» **Task objective**: Write out each item below word for word, but leave out the pictures.

(Photo-based point labeling data)
---------------
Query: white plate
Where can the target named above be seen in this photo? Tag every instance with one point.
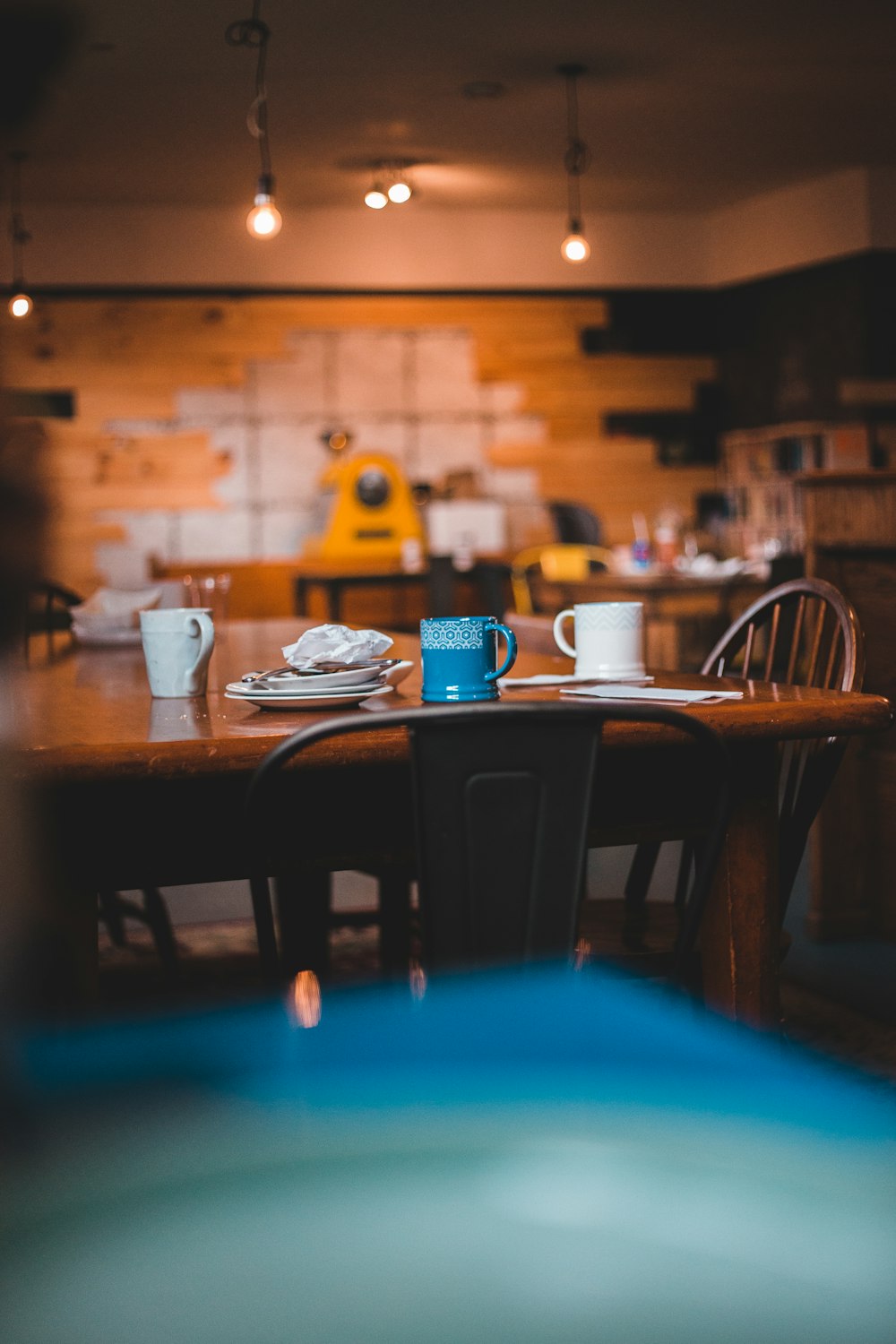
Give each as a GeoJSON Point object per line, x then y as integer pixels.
{"type": "Point", "coordinates": [325, 701]}
{"type": "Point", "coordinates": [296, 690]}
{"type": "Point", "coordinates": [295, 687]}
{"type": "Point", "coordinates": [324, 680]}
---------------
» **Answer to the task**:
Query: white plate
Where can the target named above be seen in this photo? Tag every instance with one point.
Give each as a GeoJSON Point object per line, x then y as integer pixels.
{"type": "Point", "coordinates": [325, 701]}
{"type": "Point", "coordinates": [296, 690]}
{"type": "Point", "coordinates": [295, 687]}
{"type": "Point", "coordinates": [324, 680]}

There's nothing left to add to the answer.